Task: Reproduce word for word the lines below, from the line with "of the ford" to the line with "[[392, 62], [311, 54], [129, 119], [168, 268]]", including both of those lines.
** Begin Material **
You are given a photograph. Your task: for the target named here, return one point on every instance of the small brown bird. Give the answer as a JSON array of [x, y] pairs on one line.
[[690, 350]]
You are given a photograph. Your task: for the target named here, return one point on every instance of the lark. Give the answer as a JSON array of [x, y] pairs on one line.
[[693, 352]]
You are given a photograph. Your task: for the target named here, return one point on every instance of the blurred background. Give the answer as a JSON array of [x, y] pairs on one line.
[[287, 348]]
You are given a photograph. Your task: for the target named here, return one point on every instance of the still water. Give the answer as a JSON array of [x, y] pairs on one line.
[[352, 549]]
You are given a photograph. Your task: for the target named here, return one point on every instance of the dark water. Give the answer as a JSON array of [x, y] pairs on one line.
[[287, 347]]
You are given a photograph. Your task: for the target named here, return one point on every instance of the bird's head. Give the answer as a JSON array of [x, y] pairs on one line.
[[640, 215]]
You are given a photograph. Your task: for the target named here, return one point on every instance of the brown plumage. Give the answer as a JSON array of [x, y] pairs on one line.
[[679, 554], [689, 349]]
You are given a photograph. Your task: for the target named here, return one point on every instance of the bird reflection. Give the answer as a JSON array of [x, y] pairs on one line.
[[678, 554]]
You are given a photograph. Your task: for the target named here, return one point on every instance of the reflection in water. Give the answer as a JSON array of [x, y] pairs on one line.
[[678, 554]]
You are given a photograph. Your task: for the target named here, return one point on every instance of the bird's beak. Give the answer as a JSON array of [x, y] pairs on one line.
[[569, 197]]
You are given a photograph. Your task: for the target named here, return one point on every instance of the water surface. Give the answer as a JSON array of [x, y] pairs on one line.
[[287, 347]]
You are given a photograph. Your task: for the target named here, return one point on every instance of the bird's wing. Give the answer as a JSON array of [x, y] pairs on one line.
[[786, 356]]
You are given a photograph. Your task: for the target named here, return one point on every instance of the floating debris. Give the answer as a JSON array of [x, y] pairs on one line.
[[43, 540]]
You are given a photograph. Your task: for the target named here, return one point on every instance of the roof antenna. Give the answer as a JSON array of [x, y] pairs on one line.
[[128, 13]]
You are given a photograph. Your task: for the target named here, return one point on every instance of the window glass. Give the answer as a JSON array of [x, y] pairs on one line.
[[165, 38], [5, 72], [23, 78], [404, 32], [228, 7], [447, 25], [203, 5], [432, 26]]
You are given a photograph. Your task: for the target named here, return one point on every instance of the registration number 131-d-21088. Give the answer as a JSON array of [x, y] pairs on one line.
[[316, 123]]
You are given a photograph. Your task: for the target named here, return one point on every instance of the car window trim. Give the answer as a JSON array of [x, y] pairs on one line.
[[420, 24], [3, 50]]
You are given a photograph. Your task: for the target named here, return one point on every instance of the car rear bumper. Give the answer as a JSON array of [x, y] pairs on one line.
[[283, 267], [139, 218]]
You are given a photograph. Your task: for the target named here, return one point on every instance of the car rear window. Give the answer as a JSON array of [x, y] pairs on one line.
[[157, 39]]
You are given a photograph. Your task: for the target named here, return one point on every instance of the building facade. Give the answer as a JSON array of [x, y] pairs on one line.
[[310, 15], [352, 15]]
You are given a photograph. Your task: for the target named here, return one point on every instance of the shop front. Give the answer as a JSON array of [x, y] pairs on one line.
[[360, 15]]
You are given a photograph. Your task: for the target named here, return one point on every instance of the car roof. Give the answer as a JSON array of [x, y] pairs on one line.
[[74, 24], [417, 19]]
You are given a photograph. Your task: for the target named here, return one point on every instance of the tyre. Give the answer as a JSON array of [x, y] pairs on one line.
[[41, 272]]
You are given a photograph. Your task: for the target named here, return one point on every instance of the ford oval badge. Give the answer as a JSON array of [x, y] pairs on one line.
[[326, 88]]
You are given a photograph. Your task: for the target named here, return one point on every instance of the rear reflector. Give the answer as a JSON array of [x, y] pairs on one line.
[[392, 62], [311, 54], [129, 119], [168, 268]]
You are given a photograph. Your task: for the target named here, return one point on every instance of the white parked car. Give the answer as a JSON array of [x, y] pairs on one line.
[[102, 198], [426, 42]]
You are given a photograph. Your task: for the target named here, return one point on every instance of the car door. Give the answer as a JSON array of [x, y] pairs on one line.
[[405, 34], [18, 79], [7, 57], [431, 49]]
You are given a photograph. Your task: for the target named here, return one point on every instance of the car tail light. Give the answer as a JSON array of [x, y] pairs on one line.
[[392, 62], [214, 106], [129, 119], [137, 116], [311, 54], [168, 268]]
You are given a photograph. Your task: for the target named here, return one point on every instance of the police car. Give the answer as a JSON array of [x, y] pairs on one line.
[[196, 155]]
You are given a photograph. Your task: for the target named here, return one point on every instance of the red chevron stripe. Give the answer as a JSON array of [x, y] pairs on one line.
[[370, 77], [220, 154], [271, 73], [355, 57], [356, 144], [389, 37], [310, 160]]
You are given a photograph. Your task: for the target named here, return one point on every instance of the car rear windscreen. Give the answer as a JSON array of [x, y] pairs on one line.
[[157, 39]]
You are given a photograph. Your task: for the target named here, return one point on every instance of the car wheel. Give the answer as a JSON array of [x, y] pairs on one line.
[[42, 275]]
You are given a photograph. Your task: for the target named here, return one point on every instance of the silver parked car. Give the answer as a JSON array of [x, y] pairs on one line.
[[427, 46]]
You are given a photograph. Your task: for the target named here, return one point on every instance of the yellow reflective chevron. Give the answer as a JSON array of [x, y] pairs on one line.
** End Material **
** Begin Material **
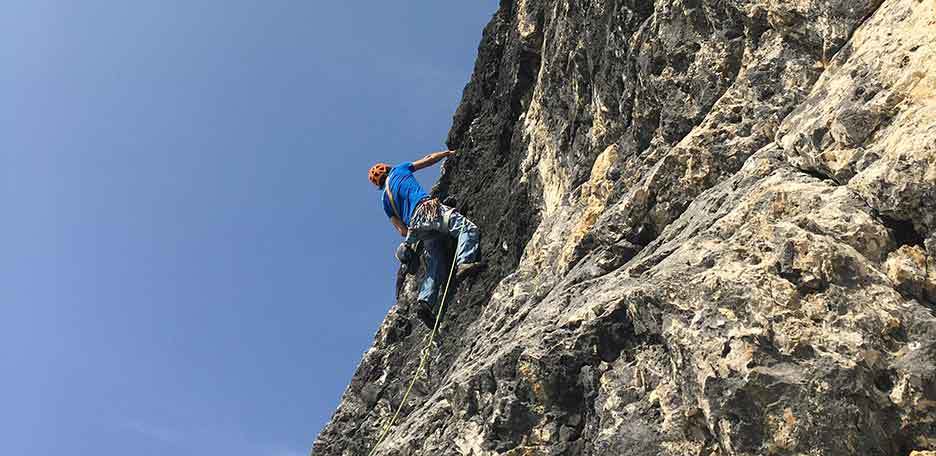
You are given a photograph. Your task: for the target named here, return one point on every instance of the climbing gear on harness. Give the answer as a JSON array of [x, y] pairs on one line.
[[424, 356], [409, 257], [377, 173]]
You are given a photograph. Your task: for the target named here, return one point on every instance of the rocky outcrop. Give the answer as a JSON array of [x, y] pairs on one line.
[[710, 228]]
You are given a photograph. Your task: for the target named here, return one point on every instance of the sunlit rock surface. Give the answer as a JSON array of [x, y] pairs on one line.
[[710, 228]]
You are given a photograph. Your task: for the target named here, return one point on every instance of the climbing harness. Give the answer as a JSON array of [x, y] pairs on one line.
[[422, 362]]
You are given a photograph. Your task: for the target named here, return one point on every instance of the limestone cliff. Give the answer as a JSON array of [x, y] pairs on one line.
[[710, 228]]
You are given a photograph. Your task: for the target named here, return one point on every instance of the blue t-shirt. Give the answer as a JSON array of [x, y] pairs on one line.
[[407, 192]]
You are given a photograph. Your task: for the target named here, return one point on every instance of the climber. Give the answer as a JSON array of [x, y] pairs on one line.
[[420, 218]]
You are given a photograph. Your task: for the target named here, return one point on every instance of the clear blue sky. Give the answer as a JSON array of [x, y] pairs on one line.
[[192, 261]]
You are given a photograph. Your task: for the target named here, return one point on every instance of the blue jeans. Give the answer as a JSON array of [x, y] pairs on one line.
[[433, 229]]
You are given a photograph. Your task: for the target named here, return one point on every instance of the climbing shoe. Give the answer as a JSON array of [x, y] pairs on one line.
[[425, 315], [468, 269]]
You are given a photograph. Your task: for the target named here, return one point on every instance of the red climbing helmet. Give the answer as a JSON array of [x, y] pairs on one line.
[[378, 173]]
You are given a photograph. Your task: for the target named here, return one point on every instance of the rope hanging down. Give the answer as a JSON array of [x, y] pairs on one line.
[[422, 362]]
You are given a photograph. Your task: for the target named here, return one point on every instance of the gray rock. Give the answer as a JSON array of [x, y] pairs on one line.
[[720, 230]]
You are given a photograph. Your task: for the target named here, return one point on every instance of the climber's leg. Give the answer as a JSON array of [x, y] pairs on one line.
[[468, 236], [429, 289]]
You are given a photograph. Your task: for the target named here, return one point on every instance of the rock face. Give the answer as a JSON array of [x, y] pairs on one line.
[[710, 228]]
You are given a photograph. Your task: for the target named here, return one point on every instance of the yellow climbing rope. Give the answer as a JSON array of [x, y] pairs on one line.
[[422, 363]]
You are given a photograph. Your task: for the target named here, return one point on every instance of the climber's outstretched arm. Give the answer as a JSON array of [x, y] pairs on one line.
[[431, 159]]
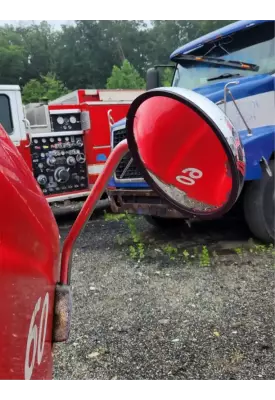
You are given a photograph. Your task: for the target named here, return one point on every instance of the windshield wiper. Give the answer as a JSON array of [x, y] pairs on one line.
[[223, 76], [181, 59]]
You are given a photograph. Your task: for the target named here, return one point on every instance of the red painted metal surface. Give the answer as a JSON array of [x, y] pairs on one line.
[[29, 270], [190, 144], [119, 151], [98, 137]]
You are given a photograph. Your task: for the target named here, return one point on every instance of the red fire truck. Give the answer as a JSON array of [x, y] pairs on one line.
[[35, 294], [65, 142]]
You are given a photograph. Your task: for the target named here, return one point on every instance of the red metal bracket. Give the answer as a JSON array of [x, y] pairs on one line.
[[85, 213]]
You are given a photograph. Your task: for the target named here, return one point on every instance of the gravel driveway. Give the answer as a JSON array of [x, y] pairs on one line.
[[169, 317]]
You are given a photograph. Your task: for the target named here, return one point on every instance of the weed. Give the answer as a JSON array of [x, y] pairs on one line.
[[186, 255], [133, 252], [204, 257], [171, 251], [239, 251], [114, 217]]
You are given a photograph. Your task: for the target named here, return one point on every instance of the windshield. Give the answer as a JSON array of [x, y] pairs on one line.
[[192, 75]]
** End Material **
** Begin Material **
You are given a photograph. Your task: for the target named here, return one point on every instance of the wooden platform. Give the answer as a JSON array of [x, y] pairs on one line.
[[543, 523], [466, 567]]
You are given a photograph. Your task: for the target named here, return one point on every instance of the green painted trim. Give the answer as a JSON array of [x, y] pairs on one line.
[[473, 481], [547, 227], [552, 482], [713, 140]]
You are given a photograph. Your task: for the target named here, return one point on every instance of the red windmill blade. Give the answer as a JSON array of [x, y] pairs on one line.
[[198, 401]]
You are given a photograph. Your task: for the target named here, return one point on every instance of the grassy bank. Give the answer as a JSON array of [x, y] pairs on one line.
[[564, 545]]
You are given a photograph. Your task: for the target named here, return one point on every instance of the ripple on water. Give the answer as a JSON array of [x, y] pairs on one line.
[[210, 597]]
** End Material **
Full answer:
You are given a photograph. Your task: for the target named here, return one point on every instance of the ford oval badge. Give the answer as a JSON array of [x, y] pairs on one line.
[[326, 88]]
You are given a photograph. Your task: for the target named here, return one point on every instance of the rear reflector. Give the answer as a JSON array of [x, y] pairs on one line.
[[392, 62], [311, 54], [129, 119], [168, 268]]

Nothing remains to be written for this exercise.